INSTRUCTIONS TO FOLLOW:
The reply must consist of one number: how many lines of the data include the word "label".

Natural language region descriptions
Content starts

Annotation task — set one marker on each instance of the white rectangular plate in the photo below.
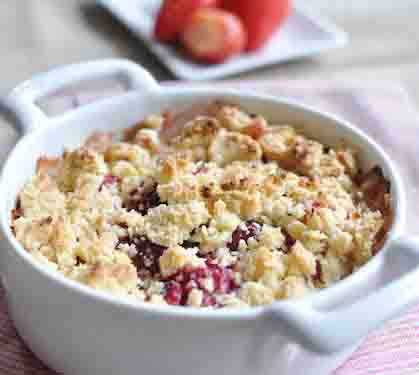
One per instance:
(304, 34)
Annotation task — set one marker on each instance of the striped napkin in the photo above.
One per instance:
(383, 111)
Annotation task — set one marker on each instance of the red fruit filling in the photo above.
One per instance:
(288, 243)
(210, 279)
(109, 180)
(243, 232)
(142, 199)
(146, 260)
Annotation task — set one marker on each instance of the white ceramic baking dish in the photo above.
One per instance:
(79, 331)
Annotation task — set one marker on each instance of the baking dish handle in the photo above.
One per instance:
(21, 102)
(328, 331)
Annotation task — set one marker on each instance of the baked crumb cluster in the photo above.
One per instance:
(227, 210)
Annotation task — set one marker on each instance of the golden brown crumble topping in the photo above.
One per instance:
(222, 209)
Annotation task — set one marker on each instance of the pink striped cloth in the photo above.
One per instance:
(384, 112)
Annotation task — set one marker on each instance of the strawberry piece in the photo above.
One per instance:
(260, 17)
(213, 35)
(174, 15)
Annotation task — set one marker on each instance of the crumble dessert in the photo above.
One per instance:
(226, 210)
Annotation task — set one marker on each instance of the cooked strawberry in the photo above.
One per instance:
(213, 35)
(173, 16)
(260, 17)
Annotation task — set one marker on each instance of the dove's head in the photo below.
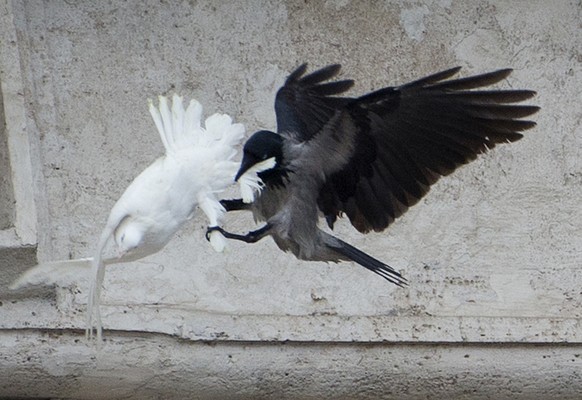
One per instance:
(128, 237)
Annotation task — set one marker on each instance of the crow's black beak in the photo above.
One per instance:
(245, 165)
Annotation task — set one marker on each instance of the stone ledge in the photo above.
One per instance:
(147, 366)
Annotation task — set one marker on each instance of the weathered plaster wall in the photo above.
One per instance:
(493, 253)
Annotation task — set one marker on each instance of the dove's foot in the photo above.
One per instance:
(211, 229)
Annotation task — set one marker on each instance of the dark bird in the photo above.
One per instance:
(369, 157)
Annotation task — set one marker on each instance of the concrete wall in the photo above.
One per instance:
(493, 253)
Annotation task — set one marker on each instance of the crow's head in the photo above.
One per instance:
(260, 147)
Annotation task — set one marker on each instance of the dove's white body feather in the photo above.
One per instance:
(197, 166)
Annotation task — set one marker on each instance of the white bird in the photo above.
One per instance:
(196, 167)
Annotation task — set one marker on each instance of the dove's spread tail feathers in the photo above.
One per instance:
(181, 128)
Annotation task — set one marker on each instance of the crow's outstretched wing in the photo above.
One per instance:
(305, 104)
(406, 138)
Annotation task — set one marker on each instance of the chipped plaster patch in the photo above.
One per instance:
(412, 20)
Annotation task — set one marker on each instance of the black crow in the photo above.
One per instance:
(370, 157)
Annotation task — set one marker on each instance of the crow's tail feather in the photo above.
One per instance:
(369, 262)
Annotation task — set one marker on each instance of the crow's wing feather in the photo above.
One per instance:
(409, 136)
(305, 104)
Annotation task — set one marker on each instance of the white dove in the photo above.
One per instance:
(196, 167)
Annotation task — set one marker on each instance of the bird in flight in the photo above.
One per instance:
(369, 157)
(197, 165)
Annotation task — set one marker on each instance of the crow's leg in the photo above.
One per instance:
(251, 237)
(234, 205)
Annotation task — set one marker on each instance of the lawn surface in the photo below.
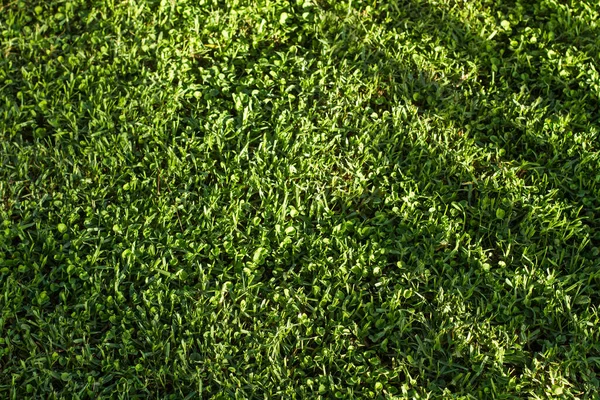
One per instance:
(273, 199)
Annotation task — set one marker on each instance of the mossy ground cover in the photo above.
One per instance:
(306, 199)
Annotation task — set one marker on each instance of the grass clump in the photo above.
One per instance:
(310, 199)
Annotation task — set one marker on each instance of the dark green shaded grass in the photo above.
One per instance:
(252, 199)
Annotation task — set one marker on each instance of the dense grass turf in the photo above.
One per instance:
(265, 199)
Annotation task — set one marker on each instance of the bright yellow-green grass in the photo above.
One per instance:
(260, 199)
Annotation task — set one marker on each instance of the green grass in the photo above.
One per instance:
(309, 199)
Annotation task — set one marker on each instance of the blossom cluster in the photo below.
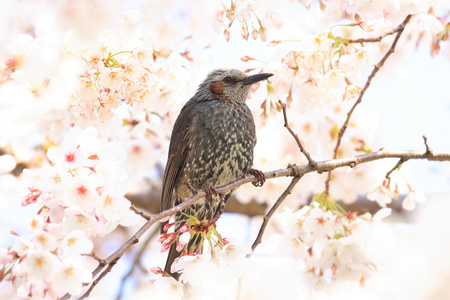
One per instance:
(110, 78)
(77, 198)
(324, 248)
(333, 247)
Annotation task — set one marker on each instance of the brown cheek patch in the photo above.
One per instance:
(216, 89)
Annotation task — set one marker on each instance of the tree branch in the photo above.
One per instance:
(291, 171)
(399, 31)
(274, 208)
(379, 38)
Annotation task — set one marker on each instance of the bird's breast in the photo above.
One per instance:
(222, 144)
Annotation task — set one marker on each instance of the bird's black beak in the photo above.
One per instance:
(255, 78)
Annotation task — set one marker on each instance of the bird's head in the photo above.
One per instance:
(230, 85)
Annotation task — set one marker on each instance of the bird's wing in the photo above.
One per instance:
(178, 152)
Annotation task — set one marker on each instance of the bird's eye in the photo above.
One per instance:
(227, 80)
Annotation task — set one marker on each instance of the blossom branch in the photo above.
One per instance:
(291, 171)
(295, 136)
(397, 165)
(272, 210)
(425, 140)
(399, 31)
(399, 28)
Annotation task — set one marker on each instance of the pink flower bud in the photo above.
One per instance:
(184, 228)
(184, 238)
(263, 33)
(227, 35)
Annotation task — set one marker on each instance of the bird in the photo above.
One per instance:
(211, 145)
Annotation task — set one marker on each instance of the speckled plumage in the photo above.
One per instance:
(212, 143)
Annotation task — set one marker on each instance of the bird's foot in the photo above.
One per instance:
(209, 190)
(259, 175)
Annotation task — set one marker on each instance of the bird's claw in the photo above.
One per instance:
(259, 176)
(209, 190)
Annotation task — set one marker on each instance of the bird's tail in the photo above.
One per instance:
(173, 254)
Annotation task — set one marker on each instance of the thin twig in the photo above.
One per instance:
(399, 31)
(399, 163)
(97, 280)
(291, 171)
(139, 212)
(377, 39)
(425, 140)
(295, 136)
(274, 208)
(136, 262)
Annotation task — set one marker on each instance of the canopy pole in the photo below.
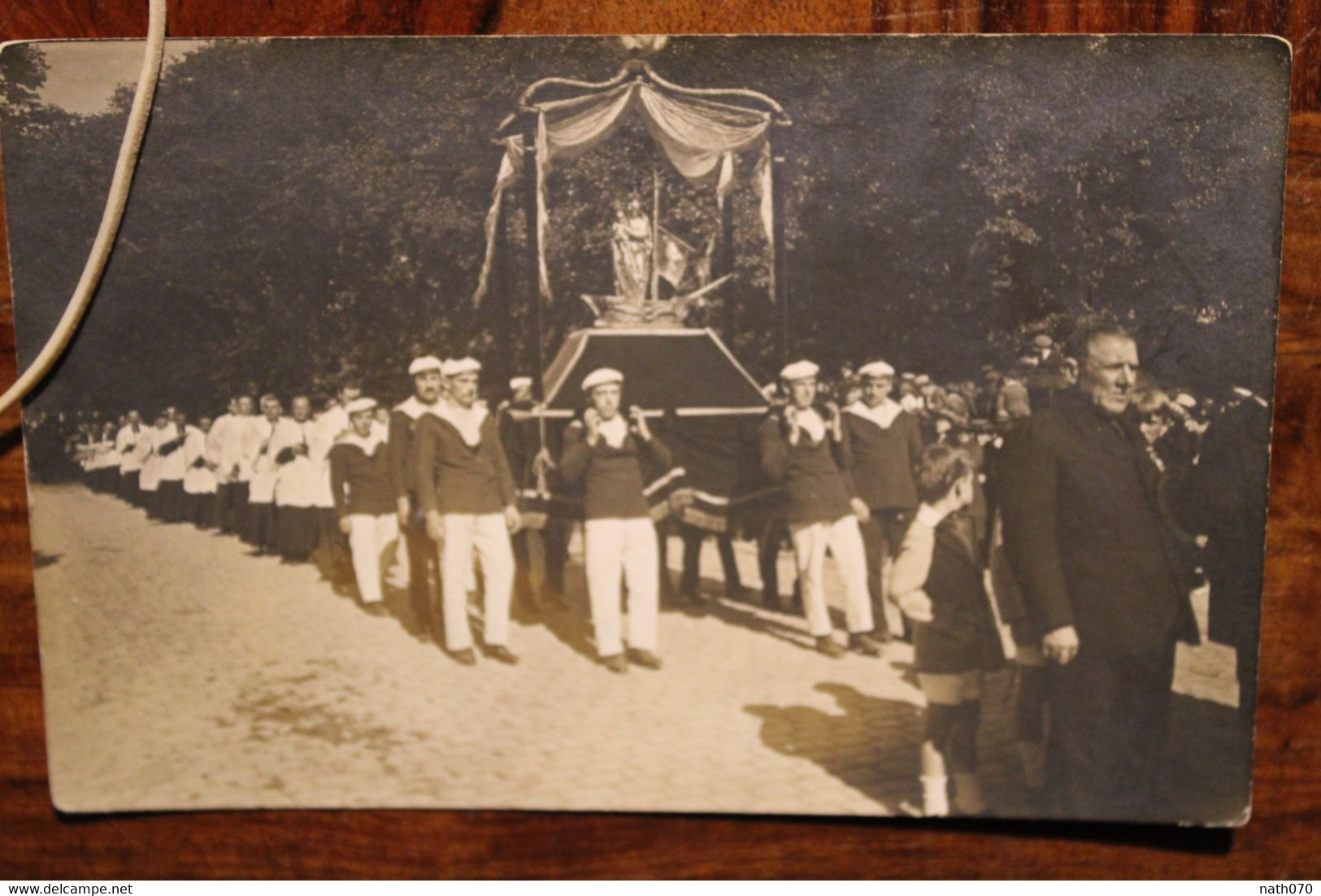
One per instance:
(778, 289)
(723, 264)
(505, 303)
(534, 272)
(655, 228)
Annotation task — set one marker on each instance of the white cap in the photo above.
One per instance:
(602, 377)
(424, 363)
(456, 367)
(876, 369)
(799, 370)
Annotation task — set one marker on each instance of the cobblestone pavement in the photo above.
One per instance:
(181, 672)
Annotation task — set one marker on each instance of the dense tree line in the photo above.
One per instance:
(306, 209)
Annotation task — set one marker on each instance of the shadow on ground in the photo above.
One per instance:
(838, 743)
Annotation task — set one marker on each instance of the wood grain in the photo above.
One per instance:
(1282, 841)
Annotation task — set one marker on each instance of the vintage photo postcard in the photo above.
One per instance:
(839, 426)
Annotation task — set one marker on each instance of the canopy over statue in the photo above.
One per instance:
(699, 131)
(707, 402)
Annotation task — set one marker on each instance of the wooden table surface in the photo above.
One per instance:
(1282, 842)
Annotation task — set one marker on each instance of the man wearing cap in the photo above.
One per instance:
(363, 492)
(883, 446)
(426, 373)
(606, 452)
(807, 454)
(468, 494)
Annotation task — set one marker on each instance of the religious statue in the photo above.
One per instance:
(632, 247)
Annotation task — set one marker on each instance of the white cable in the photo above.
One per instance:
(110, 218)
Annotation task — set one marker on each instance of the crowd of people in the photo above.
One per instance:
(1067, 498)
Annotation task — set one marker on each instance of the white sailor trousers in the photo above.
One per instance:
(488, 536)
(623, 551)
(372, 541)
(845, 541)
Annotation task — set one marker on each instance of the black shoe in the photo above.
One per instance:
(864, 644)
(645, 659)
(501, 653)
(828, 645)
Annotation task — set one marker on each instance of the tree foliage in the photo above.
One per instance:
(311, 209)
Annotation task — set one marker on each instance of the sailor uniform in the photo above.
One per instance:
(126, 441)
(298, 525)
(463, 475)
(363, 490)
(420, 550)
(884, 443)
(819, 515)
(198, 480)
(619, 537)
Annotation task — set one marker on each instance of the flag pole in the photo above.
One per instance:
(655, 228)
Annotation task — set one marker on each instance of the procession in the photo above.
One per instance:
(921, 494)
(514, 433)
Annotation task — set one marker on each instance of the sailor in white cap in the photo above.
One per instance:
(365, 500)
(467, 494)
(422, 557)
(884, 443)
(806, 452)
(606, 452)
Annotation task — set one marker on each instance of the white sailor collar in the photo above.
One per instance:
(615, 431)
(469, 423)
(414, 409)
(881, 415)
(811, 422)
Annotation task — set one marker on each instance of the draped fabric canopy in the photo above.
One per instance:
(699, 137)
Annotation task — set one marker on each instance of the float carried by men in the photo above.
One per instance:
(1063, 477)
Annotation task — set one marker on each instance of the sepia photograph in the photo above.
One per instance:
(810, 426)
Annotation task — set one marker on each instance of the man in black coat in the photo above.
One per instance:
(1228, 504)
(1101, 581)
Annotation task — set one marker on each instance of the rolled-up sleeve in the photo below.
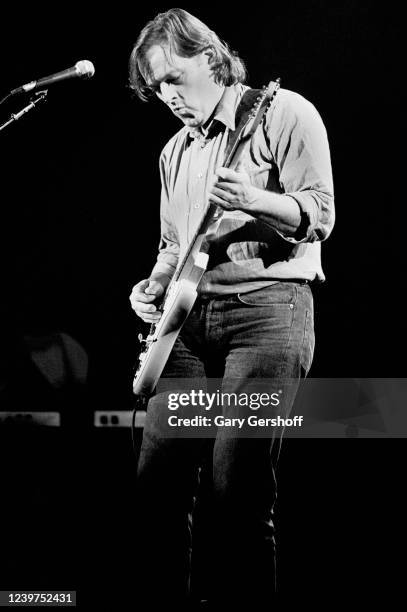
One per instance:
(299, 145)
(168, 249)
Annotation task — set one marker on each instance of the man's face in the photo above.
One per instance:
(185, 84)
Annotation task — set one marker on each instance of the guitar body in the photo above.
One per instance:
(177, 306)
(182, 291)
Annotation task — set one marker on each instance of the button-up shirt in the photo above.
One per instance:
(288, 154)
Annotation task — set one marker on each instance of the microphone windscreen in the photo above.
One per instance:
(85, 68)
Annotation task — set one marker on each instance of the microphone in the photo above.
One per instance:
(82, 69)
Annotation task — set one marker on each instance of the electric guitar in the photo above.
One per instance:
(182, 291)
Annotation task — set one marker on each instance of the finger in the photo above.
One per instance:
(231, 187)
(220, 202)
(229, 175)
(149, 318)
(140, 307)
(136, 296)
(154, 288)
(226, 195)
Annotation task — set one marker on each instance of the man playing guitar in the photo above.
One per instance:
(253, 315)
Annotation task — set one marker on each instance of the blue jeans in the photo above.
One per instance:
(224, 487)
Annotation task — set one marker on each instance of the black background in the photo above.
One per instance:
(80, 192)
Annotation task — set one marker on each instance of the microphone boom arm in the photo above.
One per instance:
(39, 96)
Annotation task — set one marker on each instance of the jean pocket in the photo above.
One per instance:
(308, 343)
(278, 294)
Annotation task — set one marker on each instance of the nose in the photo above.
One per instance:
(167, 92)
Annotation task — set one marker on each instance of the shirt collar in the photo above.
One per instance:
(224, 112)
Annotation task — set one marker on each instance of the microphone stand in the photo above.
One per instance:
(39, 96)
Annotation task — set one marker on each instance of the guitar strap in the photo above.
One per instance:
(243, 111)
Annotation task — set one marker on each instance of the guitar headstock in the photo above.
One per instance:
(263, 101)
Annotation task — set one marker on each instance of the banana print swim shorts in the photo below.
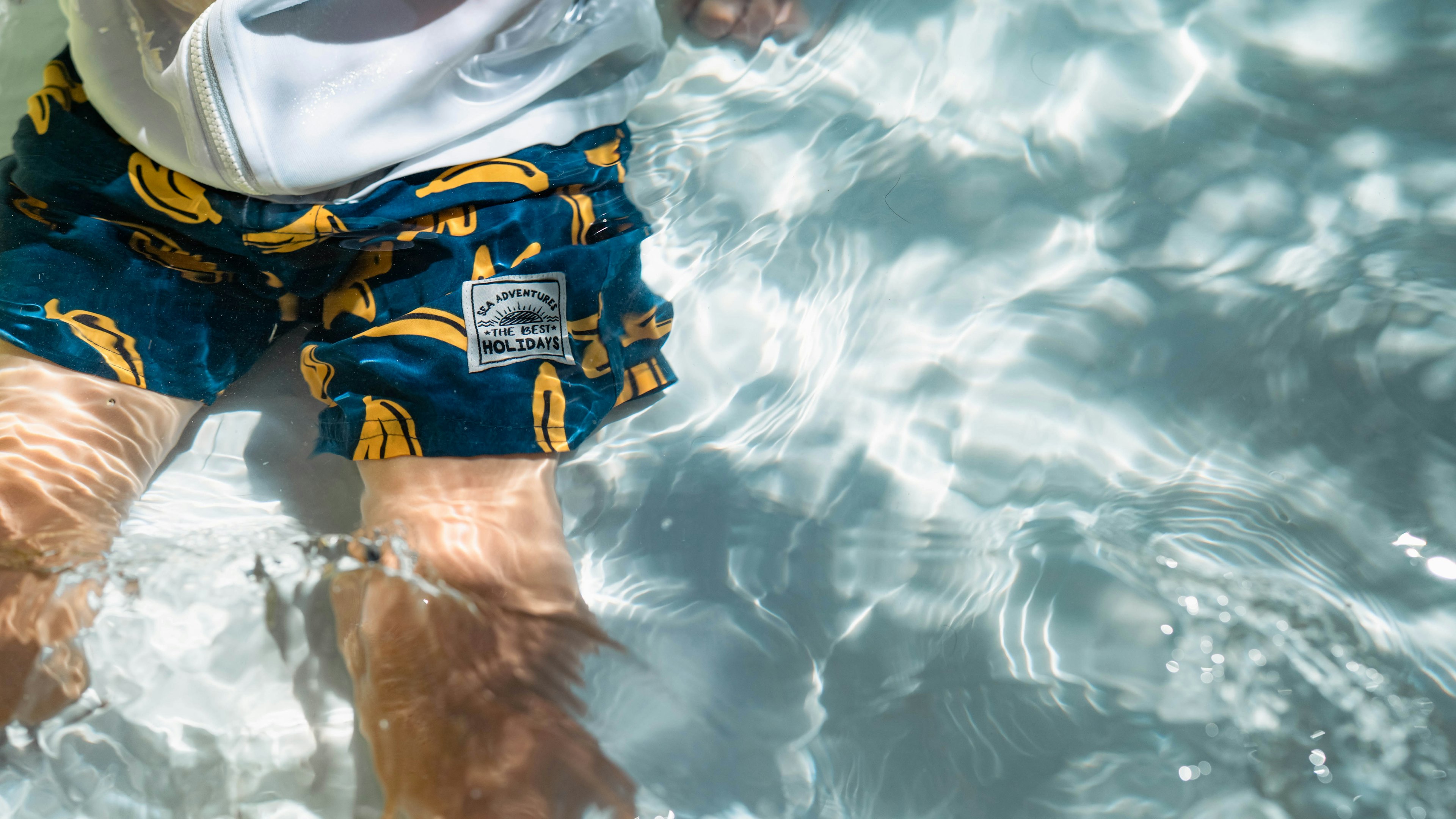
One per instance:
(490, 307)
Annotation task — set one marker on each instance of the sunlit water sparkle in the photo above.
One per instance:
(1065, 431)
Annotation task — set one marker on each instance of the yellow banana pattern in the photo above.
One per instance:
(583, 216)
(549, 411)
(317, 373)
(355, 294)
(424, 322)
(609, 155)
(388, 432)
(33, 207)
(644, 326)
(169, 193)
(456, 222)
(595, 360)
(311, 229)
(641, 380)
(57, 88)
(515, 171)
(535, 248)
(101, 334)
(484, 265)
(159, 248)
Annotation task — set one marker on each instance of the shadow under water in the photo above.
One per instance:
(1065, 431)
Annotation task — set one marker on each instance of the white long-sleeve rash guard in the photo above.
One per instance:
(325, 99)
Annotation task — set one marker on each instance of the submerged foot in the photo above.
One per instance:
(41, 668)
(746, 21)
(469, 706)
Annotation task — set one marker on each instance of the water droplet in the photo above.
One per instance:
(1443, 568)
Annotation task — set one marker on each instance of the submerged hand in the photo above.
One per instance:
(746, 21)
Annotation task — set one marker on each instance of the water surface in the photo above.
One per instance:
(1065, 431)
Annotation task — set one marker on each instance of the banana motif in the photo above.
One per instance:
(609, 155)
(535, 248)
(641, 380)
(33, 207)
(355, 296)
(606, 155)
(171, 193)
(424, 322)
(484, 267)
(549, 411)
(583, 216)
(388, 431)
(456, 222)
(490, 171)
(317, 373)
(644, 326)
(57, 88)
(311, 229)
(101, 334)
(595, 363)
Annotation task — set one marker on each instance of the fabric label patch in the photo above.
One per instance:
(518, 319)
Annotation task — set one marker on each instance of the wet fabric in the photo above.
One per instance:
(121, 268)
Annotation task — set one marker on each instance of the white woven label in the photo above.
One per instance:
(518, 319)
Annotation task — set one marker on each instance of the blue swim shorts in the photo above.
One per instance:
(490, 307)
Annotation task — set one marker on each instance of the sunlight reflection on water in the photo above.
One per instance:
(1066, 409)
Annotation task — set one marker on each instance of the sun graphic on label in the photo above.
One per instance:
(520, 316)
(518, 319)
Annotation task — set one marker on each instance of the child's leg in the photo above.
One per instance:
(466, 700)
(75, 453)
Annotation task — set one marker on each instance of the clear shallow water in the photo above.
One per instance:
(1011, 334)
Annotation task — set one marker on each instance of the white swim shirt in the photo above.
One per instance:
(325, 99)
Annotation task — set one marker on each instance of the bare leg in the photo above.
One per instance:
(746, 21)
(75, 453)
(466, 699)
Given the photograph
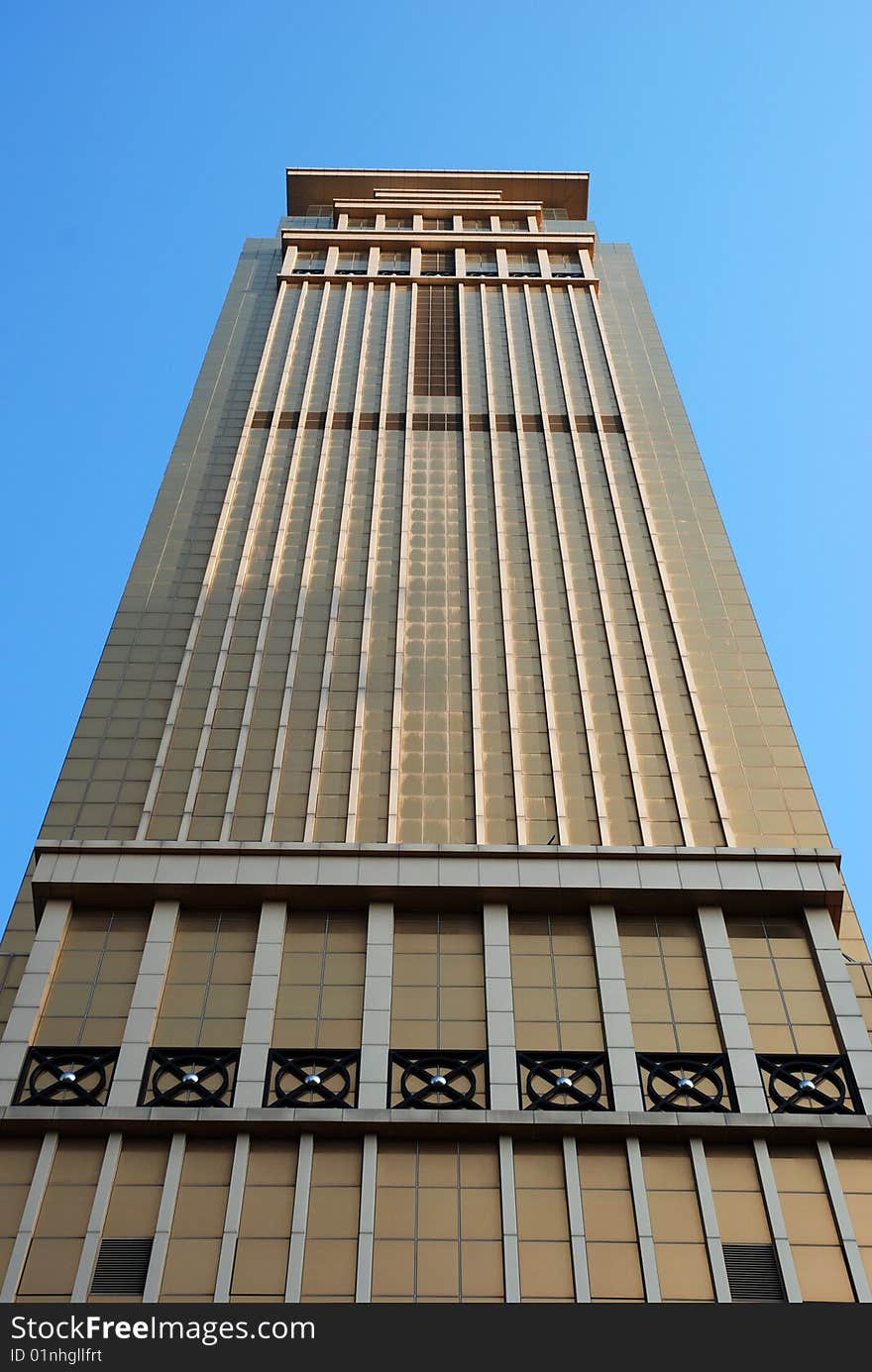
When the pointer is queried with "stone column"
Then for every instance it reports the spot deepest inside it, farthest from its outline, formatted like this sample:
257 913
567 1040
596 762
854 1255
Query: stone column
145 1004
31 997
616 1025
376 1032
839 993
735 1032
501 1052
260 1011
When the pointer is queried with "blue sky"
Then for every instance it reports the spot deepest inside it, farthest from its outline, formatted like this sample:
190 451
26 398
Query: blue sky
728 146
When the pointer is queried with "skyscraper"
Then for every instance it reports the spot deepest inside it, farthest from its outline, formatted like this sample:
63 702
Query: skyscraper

Content ends

OUTPUT BELOW:
3